## Dataset rows
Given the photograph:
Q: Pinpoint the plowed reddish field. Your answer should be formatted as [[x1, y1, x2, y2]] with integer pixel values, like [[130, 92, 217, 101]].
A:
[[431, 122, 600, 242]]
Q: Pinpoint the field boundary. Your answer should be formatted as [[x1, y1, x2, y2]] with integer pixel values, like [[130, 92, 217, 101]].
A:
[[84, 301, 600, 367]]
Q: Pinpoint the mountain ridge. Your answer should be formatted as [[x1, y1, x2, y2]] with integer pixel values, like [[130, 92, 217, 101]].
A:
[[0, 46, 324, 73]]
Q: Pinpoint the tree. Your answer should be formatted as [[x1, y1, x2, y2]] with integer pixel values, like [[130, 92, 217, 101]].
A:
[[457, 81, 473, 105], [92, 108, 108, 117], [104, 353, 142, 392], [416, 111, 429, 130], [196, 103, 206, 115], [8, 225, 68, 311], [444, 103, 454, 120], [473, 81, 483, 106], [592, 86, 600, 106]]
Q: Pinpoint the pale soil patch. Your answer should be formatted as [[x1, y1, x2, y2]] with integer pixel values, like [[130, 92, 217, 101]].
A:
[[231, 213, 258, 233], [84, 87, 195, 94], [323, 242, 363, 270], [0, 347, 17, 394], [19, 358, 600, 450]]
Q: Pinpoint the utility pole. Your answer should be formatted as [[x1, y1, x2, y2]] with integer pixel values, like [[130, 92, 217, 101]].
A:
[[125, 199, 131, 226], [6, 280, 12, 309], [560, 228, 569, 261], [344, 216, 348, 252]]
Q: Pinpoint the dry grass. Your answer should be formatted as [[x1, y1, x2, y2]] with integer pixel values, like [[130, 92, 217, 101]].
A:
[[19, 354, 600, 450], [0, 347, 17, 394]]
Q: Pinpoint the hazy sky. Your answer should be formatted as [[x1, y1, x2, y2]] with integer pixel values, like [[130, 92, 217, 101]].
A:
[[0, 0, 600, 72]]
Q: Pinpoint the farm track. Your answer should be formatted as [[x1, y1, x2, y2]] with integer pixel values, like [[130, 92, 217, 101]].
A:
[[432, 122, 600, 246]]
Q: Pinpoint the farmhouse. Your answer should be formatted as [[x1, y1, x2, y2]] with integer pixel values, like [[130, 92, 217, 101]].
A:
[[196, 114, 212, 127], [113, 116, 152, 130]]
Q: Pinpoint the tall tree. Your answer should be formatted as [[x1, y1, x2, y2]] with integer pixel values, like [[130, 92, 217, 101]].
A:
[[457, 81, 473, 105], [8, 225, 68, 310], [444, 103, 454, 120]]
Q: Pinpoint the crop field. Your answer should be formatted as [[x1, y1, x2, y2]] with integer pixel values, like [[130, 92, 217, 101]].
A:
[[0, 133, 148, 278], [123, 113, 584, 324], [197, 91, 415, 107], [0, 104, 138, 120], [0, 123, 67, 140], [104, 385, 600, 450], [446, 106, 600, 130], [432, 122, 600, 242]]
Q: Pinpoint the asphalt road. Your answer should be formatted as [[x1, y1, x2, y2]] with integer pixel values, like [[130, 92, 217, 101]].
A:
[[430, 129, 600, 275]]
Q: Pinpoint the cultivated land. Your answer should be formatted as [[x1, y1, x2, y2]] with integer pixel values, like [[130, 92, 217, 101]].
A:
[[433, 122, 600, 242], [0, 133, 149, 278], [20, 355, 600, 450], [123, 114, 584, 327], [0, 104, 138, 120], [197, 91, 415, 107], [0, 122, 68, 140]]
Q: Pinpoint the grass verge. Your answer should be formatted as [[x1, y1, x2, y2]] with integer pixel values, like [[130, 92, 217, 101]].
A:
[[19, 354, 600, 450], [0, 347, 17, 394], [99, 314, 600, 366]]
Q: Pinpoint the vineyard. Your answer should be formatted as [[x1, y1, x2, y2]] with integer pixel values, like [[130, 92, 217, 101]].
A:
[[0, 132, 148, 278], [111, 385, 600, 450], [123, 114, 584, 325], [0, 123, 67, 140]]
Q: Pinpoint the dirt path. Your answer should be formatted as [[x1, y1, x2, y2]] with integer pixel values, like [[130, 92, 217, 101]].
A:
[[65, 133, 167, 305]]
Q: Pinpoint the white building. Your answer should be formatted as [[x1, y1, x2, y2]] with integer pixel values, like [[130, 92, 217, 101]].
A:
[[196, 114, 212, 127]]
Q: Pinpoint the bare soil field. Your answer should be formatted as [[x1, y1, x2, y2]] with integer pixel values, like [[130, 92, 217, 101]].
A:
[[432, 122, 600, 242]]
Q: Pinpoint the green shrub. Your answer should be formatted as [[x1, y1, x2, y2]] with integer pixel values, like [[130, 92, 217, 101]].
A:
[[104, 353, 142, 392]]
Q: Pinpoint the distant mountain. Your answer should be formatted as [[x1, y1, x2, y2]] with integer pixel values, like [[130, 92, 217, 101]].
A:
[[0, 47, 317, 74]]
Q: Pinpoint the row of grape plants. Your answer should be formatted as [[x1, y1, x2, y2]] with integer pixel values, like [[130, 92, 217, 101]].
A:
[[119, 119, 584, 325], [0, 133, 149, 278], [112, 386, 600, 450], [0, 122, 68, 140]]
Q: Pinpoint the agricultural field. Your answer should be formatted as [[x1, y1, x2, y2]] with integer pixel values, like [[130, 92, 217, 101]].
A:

## Task statement
Reproduce the data starting at the beginning and ending at the line containing "86, 600, 106]]", keeping every line in place. Increase each coordinate of the given bounding boxes by 71, and leave every other number, including the ones in the formatting pattern, unchanged.

## Final answer
Given the photograph:
Q: Pinpoint the plowed reddish field. Your answer should be formatted as [[x1, y1, x2, y2]] with integer pixel values, like [[130, 92, 217, 101]].
A:
[[502, 193, 671, 313]]
Q: Pinpoint the field boundary. Your answer should be formatted as [[x1, y1, x2, y2]] with integer pixel values, like [[130, 92, 217, 101]].
A:
[[155, 372, 671, 438]]
Q: Pinpoint the mountain ridge. Your answer should be formatted as [[x1, y1, x2, y2]] with integer pixel values, like [[130, 92, 217, 101]].
A:
[[71, 117, 395, 144]]
Q: Pinpoint the tree. Your answer should be formatted as [[x1, y1, x2, y2]] with integer pixel values, like [[130, 92, 217, 101]].
A:
[[528, 152, 544, 176], [163, 179, 179, 188], [175, 424, 213, 463], [487, 182, 500, 201], [267, 174, 277, 186], [79, 296, 139, 382], [515, 174, 525, 191], [544, 152, 554, 177], [663, 157, 671, 177]]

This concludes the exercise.